• **Objective**:
Find every line in the entries below that contains the word "planter" and copy each of those lines.

Pointing entries:
━━━━━━━━━━

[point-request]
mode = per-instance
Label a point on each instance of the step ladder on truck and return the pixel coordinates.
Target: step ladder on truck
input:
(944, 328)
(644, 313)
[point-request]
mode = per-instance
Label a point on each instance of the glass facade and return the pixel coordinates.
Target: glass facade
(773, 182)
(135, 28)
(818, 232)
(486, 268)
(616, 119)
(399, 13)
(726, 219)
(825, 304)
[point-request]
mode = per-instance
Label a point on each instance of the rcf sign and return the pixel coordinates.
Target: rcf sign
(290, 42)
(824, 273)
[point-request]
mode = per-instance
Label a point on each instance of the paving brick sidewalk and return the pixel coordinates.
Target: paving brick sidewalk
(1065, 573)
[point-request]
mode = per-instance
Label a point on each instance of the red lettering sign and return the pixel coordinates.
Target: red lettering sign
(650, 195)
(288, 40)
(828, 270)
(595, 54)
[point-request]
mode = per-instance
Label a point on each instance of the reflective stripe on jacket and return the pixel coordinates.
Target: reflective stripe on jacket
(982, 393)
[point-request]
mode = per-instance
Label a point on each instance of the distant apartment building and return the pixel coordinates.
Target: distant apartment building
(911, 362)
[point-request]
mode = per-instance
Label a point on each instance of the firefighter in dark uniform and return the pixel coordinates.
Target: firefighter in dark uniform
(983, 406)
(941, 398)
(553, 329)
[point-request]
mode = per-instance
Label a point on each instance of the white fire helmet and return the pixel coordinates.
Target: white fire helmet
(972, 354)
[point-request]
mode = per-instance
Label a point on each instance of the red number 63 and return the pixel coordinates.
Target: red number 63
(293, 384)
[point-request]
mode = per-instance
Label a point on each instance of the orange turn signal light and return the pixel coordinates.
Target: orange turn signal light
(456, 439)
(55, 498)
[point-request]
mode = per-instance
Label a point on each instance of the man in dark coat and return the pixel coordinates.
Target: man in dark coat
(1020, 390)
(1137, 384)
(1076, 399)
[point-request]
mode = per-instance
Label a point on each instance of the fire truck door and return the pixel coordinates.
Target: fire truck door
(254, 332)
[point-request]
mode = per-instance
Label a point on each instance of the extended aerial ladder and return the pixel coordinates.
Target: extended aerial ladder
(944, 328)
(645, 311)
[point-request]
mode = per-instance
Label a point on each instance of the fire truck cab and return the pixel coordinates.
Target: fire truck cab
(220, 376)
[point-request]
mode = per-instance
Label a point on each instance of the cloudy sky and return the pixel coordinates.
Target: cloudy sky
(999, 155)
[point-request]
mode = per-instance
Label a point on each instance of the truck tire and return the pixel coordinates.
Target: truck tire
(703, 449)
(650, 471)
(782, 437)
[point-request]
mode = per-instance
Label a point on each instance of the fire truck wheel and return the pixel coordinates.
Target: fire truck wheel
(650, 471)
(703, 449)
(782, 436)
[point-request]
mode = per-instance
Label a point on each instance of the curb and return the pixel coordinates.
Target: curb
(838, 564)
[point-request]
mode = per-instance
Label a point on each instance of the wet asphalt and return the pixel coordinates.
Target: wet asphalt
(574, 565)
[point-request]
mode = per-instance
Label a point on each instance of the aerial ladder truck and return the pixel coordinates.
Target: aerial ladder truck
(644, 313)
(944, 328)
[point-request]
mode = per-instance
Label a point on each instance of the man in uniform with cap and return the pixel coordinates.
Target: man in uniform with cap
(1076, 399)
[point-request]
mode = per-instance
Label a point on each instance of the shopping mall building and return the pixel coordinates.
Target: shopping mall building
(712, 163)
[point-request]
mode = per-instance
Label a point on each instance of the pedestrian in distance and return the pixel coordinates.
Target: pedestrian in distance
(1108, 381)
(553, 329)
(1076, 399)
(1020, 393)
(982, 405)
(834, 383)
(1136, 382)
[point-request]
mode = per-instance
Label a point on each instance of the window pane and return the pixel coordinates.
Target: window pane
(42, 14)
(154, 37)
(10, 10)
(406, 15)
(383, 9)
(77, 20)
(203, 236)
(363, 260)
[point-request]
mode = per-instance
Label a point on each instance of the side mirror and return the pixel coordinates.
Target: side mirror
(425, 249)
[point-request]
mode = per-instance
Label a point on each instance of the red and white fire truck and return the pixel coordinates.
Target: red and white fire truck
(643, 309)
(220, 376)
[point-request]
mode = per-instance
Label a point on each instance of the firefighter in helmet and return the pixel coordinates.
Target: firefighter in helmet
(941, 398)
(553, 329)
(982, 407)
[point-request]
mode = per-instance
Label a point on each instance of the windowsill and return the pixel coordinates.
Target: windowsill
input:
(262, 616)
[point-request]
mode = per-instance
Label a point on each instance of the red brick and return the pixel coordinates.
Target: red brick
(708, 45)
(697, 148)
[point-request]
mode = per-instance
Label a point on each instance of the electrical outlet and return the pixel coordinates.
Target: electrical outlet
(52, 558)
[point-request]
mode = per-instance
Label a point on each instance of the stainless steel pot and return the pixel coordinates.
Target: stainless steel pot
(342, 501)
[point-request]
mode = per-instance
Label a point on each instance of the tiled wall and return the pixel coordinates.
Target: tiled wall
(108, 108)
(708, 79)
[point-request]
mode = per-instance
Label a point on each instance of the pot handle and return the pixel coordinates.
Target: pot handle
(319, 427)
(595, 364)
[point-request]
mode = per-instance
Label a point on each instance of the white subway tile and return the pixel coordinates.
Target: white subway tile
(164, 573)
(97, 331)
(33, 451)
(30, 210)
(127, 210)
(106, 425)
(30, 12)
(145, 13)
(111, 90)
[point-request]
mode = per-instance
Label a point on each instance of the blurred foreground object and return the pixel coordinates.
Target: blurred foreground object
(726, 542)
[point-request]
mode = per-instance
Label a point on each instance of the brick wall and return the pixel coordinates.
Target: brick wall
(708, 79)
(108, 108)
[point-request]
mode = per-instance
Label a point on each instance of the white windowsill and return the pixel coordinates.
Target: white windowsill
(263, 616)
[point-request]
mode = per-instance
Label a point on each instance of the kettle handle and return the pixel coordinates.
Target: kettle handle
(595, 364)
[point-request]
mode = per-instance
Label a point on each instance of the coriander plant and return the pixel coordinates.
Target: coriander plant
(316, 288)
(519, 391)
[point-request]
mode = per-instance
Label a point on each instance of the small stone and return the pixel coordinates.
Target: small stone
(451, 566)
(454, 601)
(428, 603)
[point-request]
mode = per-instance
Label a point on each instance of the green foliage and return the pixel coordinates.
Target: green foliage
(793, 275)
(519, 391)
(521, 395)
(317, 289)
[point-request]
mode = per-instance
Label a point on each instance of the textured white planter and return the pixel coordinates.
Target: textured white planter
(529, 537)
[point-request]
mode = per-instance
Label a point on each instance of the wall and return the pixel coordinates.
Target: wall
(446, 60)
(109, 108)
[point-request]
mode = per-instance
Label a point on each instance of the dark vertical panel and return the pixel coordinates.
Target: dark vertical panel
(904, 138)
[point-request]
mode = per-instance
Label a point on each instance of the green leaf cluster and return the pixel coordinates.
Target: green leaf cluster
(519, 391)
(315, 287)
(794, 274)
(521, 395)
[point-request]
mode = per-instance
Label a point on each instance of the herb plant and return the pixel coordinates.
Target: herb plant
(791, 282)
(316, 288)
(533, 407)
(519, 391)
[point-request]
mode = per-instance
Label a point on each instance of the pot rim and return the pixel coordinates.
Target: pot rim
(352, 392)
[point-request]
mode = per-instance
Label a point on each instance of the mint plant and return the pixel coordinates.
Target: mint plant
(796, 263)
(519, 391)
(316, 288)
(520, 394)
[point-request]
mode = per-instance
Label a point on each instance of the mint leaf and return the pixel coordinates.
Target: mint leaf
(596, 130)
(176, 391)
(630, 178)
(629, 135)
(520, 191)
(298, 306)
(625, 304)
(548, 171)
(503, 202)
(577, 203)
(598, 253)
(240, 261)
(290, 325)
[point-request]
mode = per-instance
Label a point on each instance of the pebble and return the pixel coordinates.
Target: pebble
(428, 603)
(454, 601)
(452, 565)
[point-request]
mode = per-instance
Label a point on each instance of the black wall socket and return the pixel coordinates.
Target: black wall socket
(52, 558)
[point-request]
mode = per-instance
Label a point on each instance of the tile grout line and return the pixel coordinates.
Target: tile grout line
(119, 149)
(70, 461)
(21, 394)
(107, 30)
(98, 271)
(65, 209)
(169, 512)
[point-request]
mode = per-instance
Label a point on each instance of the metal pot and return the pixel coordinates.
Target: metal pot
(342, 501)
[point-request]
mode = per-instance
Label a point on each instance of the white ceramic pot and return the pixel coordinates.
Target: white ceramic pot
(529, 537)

━━━━━━━━━━

• **The completed task**:
Label a point on each instance of the textured white planter and return the pixel coordinates.
Target: textured white planter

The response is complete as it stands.